INSTRUCTIONS FOR THE TASK >>
Your response should be the complete listing, copied exactly.

DATA EXTRACTS >>
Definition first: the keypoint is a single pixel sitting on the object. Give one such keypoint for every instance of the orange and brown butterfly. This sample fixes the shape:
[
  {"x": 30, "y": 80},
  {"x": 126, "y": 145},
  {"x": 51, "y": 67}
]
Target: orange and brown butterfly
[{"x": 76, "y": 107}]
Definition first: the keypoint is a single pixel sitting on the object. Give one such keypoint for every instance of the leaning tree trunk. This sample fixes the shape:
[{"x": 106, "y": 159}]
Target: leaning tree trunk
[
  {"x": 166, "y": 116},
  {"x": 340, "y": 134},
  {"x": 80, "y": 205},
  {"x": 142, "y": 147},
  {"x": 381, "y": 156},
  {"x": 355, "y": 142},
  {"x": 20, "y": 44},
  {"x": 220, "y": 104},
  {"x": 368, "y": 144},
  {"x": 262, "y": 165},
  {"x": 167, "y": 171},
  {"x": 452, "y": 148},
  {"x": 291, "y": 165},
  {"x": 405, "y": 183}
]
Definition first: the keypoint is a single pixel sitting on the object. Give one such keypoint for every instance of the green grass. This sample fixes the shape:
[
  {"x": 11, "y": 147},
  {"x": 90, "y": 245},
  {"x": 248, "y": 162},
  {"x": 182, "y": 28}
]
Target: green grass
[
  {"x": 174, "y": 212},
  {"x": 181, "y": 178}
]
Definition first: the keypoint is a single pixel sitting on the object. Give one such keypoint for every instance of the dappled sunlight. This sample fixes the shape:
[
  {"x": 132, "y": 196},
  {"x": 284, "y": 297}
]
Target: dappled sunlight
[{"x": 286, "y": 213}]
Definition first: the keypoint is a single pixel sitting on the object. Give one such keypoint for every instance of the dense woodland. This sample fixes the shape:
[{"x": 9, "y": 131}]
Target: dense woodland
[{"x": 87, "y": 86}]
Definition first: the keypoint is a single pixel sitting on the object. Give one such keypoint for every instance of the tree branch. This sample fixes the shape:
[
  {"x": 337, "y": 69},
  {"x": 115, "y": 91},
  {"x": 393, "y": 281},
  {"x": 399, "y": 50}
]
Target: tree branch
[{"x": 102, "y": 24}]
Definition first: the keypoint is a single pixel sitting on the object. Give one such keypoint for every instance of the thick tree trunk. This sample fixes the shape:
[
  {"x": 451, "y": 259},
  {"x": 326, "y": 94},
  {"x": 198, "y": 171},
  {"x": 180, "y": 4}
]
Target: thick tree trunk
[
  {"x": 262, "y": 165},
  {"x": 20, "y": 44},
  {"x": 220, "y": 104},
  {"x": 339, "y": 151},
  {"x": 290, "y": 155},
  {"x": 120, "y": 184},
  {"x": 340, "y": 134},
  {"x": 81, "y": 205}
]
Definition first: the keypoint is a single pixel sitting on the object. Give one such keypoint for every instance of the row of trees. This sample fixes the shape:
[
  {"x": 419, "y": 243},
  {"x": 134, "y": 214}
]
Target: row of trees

REPLY >>
Definition first: the keypoint is a single pixel sitting on the object. Give one such keypoint for every instance of the orange and brown butterfly. This sample fixes the shape:
[
  {"x": 30, "y": 80},
  {"x": 126, "y": 145},
  {"x": 51, "y": 67}
]
Target: orange and brown butterfly
[{"x": 76, "y": 107}]
Definition first: the keypoint is a single pixel sitting on the object. Give one such keypoint for every instance of the leaning tree trunk. This sample fixes the shape:
[{"x": 106, "y": 159}]
Target: leaning tree trunk
[
  {"x": 166, "y": 116},
  {"x": 340, "y": 134},
  {"x": 80, "y": 205},
  {"x": 142, "y": 147},
  {"x": 381, "y": 156},
  {"x": 355, "y": 142},
  {"x": 20, "y": 44},
  {"x": 220, "y": 104},
  {"x": 368, "y": 144},
  {"x": 262, "y": 165},
  {"x": 167, "y": 171},
  {"x": 452, "y": 148},
  {"x": 291, "y": 165},
  {"x": 405, "y": 183}
]
Definition first: the keypoint is a single pixel sitting on the object. Give one such keypoint for every instance of the green grass. This sample fixes the shape:
[
  {"x": 11, "y": 147},
  {"x": 90, "y": 245},
  {"x": 248, "y": 162},
  {"x": 182, "y": 28}
]
Target: green grass
[
  {"x": 174, "y": 212},
  {"x": 181, "y": 178}
]
Definition first: the keypoint is a single pixel sitting on the object. Give one such keypoint for every instance of the dappled sunlight. This sample fixes the shape:
[
  {"x": 132, "y": 196},
  {"x": 284, "y": 297}
]
Target: dappled sunlight
[{"x": 286, "y": 213}]
Definition first: the keypoint is a single pixel sitting on the object. Give one such keypoint for every instance of the dense woodland. This sample fixes the shape:
[{"x": 9, "y": 131}]
Target: dense woodland
[{"x": 87, "y": 86}]
Definition first: the keypoint is a single pixel sitting on the object. Give one such keypoint for every instance of the tree branch. This sample fixes the shape:
[
  {"x": 337, "y": 69},
  {"x": 115, "y": 91},
  {"x": 393, "y": 281},
  {"x": 399, "y": 50}
]
Target: tree branch
[{"x": 102, "y": 24}]
Definition first: the keypoint is a single pixel sitting on the object. Give one such keypoint for every instance of the thick tree trunk. This sample fixes the shape:
[
  {"x": 451, "y": 259},
  {"x": 326, "y": 94},
  {"x": 198, "y": 171},
  {"x": 180, "y": 4}
]
Target: thick tree trunk
[
  {"x": 262, "y": 165},
  {"x": 20, "y": 44},
  {"x": 220, "y": 104},
  {"x": 339, "y": 151},
  {"x": 290, "y": 155},
  {"x": 120, "y": 184},
  {"x": 340, "y": 134},
  {"x": 81, "y": 205}
]
Definition first: the keypoint is a single pixel sitting on the object. Give one such keypoint for every instance of the row of trees. This sample fixes the shape:
[
  {"x": 419, "y": 243},
  {"x": 134, "y": 214}
]
Target: row of trees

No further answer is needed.